_Article_.
- - - -

STEP	PROCESS	Q	W	$\Delta$ U
1	IsovolumetricHeating	+	0	+
2	Isothermal Expansion	+	-	0
3	Isovolumetric Cooling	+	0	+
4	Isothermal Compression	-	+	0

For Step 1) The work done is negative due to the lack in change of volume, and because we are adding temperature, and temperature is directly proportional to the internal energy of a system, we must be adding heat to the system.

For Step 2) Because this is supposed to be an isothermal curve (and our temperature drop was exactly 2 degrees) we can say that the internal change in energy of the system is 0. Then, because the gas is doing work by expanding the piston, the sign is negative. This means heat must be added to the system to counter the work being done by the piston.

For Step 3) Like step 1, this is an isovolumetric process, meaning no work is done. Also, because the temperature is decreasing, (and therefore internal energy is decreasing) heat must be leaving the system.

- - - -

_Material for the task_.
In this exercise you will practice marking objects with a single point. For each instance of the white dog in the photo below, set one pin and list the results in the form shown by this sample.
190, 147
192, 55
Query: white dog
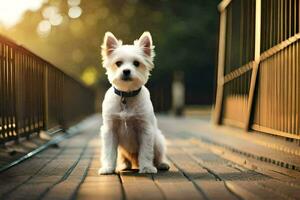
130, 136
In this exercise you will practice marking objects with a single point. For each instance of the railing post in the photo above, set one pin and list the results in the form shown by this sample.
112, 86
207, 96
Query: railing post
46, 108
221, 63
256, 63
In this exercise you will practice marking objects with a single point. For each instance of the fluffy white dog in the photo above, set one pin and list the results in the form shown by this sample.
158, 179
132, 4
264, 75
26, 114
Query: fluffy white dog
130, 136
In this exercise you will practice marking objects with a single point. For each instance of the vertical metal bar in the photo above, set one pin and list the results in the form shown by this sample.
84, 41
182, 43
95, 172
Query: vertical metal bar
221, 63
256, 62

- - - -

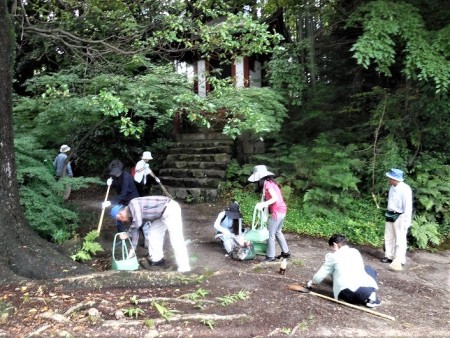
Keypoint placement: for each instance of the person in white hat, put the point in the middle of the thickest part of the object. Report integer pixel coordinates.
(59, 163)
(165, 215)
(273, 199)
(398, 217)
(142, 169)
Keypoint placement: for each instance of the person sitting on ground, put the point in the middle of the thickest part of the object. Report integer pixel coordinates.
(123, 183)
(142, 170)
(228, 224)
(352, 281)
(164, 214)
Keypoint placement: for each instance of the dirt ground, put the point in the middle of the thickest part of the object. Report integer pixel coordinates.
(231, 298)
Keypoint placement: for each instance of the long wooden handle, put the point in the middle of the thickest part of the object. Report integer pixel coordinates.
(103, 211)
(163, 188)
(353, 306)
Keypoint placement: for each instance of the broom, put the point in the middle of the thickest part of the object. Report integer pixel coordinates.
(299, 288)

- - - -

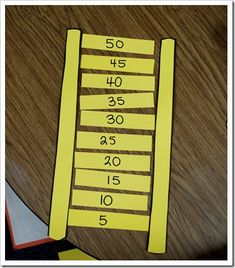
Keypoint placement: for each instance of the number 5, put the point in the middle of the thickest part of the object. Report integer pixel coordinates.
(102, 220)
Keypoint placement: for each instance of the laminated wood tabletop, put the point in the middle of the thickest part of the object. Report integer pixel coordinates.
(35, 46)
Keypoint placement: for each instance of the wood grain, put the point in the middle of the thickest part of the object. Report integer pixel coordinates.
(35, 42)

- - - -

_Task requirements_.
1. Can you extract every line of the rows that contains the string "vertical", treating uppercase and lowercase as different?
2. Could you extend the explanation of the four-step gas cycle, picking up right after its last sentence?
The text and the rows have no connection to each other.

_Final results_.
1.
In this exercise you will practice marking objects with a single point. For each instance of the vertical metal bar in the photo above, set one pin and list the results in the form shown by this sample.
Query: vertical metal bar

2.
For Step 4) Because this is an isothermal curve we can, like step 2, say that the internal change in energy of the system is 0. Thus, because the gas is doing work by expanding the piston, the sign on work negative meaning heat must increase to cancel out the work being done

2) The work under these curves is in fact equal to the amount of work done, and the sign is changing due to the direction of the volume change. An increasing volume (expansion) results in negative work, or work being done by the gas. A decreasing volume (compression) therefore means that work is being done on the gas.

3) During isothermal expansion and compression, the internal energy state of the system remains the same by adding heat and work such that they are in equal but opposite quantities such that they cancel out. Or in other words, ever unit of work gives rise to an equal unit of heat.

4) $124.6\:mL\cdot kPa\times\frac{1\:cm^3}{1\:mL}\times\frac{1m^3}{1,000,000\:cm^3}\times\frac{1000\:Pa}{1\:kPa}\:=.2146J$

THREE PROCESS CYCLE:

Step	Process	Q	W	$\Delta U$
1	Isovolumetric Heating	-	0	+
2	Isothermal Expansion	+	-	0
3	Isobaric Compression	-	+	-

Step 1) More pressure means an increase in temperature, which gives an increase in internal energy. This must be countered by heat leaving the system.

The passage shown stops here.